Look through the listing for the string "from" and copy out every line that holds it.

BEGIN

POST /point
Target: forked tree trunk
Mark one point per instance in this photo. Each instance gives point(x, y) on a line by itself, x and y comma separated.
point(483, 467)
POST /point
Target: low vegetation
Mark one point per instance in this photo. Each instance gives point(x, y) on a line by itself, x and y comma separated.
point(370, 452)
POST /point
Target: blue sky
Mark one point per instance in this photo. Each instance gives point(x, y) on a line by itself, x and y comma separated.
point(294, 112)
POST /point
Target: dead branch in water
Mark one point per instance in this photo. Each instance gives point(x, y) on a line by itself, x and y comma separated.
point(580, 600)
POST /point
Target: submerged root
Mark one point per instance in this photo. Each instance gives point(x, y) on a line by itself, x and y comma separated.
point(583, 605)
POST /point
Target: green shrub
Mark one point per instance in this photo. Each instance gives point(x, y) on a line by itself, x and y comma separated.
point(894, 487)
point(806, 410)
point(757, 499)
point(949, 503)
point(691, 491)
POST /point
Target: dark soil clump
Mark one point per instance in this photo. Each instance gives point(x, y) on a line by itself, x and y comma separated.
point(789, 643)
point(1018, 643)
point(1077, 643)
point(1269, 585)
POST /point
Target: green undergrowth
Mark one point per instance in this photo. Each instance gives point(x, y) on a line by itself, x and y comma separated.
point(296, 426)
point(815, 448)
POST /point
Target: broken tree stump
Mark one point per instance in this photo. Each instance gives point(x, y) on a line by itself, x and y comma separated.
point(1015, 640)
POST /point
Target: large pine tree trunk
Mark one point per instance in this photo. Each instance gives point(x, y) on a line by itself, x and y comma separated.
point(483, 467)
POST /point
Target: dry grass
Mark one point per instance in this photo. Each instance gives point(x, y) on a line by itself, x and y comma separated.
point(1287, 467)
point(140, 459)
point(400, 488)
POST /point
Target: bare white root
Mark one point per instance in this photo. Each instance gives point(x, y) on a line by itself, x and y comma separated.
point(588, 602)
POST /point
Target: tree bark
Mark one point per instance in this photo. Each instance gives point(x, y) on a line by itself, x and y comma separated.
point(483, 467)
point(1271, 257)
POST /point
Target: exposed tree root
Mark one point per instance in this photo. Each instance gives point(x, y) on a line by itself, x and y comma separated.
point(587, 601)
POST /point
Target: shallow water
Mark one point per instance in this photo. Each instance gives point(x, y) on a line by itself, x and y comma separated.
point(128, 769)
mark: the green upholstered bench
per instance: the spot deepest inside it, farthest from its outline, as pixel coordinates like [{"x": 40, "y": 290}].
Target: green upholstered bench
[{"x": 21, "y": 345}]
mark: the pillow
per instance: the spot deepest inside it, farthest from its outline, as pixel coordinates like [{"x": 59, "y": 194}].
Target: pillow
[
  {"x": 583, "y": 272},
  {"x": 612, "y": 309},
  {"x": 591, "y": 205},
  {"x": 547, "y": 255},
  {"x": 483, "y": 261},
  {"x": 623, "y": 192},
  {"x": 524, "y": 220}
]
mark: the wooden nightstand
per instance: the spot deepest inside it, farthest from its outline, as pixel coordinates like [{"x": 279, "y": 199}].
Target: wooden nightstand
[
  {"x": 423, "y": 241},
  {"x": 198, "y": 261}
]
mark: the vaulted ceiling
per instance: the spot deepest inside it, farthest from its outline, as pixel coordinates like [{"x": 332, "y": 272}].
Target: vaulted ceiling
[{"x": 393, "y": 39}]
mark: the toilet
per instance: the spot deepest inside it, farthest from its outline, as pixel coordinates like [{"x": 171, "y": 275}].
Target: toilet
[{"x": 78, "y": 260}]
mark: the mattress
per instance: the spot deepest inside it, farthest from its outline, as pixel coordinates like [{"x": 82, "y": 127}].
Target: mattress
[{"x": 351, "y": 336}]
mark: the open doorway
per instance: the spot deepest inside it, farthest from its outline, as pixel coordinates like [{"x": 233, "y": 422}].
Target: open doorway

END

• _EXERCISE ANSWER_
per instance: the spot deepest inside it, farthest from its outline, as pixel coordinates like [{"x": 40, "y": 290}].
per instance: the spot deepest inside it, farthest from its outline, as pixel coordinates like [{"x": 59, "y": 194}].
per instance: the spot deepest inside it, farthest from its outline, as pixel coordinates like [{"x": 279, "y": 199}].
per instance: the spot deepest inside it, farthest from its outline, as pixel coordinates like [{"x": 332, "y": 272}].
per instance: the spot deepest inside it, farthest from its outline, as pixel coordinates like [{"x": 171, "y": 275}].
per instance: the spot deepest inside it, farthest from its outline, as pixel coordinates like [{"x": 82, "y": 127}].
per instance: the spot deepest inside it, farthest from its outline, as pixel coordinates like [{"x": 233, "y": 422}].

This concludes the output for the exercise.